##### Data supplied
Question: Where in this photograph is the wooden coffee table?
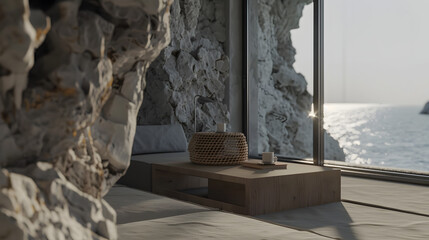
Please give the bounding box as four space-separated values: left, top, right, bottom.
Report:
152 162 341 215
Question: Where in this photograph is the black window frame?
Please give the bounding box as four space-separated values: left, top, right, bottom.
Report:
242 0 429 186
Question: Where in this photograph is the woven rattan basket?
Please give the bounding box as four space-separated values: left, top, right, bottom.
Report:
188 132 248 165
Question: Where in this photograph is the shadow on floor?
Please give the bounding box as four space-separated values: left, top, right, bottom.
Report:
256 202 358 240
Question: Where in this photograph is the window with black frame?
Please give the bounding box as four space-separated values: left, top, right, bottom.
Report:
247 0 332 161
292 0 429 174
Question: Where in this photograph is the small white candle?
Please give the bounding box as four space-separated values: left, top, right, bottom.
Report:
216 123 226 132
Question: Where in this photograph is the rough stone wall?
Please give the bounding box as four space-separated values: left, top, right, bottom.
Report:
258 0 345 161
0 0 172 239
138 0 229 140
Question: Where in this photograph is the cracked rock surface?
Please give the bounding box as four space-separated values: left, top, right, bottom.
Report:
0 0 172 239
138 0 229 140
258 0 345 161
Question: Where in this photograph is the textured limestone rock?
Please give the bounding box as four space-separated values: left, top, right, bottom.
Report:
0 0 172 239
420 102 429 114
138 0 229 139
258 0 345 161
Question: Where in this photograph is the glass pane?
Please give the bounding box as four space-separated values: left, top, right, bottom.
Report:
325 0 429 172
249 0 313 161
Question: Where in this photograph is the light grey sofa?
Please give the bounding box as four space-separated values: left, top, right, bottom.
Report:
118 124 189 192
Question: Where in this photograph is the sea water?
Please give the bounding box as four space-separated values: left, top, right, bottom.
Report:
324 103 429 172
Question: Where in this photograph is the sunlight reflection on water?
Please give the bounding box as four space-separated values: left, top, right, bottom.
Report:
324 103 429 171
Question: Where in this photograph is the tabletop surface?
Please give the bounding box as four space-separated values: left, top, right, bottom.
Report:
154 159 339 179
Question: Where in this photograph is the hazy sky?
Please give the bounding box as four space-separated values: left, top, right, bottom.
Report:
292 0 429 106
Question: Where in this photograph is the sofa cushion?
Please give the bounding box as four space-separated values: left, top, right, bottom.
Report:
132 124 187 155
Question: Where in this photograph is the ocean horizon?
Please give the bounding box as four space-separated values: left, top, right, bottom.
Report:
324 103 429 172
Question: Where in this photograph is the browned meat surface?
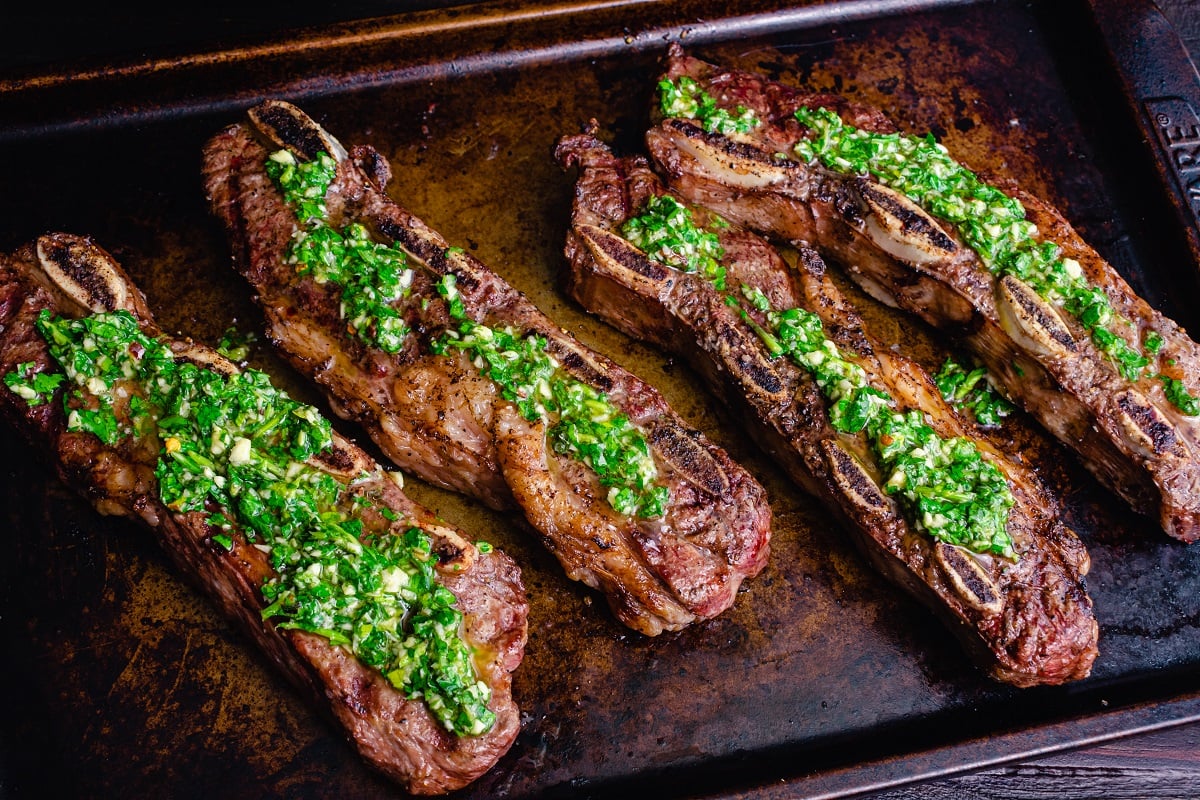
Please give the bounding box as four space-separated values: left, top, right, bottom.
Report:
##########
[To be done]:
Please rewrite all of the rows above with "photograph" replaced by "image" and nothing else changed. Leave the pictures out of your answer.

[Result]:
Question: Where in this image is the wooden coffee table?
Please give the bounding box as four space-separated values: left, top, right, bottom.
Report:
152 162 341 215
Question: Where in this image is the black window frame?
Please give the bounding box as four space-separated values: left, top, right, bottom.
Report:
242 0 429 186
Question: Where in this image is the woven rattan basket?
Please give the bounding box as four space-separated values: left, top, right, bottom.
Report:
188 132 248 165
Question: Where in this image is the shadow on floor?
Please give the bounding box as four space-separated values: left, top, right, bottom.
Report:
256 202 358 240
Question: Where in this image is the window with black frame?
Please give the bounding box as four space-separated values: left, top, right, bottom.
Report:
247 0 332 161
292 0 429 174
Question: Where in this image is the small white candle?
Please give the bounding box as four space-separated values: left, top, right, bottom.
Report:
216 123 226 132
Question: Where in this image is the rough stone wall?
Please give the bounding box as four space-separated values: left, top, right, bottom.
Report:
258 0 345 161
0 0 172 239
138 0 229 140
Question: Where in this image is the cracked rock surface?
Please give the bounding box as four space-separated values: left, top, right, bottom.
Report:
0 0 172 239
138 0 229 140
258 0 345 161
Question: Where in this image is the textured limestone rock?
Please give the bounding box as four space-separated values: left, top, right, bottom.
Report:
0 0 172 239
420 102 429 114
138 0 229 139
258 0 345 161
Question: Where in this image is the glass pane?
Please give the bounding box as four space-separated values: left, top, right, bottom.
Report:
325 0 429 172
249 0 313 161
Question: Where in this image is the light grey sofa?
Please give the bounding box as four space-separated values: left, top, right, bottom.
Report:
118 124 189 192
Question: Where in this image is the sea water?
Please give the bounding box as four space-separated values: left, top, right, bottom.
Report:
324 103 429 172
Question: Where in this image is the sunlight reflection on water?
Please give the bounding box as four space-separated values: left, top, right, bottom.
Report:
324 103 429 171
Question: Where in this image is the tabletop surface?
Please give the bounding box as four space-separated values: left, top, right, bottom.
Report:
154 159 339 179
Question: Where in this image is the hazy sky?
Please give the bounding box as four space-separated values: left, top, right, bottom.
Report:
292 0 429 106
Question: Where in this image is the sofa cushion?
Please give the bounding box as four space-separated values: left, top, right, bottom.
Report:
132 124 187 155
Question: Where in this image is the ocean horizon?
Please give the bounding box as four space-separated values: left, top, right, bottom.
Report:
324 103 429 172
Question: Where in this image is the browned meat surface?
Please give the bounding box as four space-separated values: left, top, right, bottom.
Report:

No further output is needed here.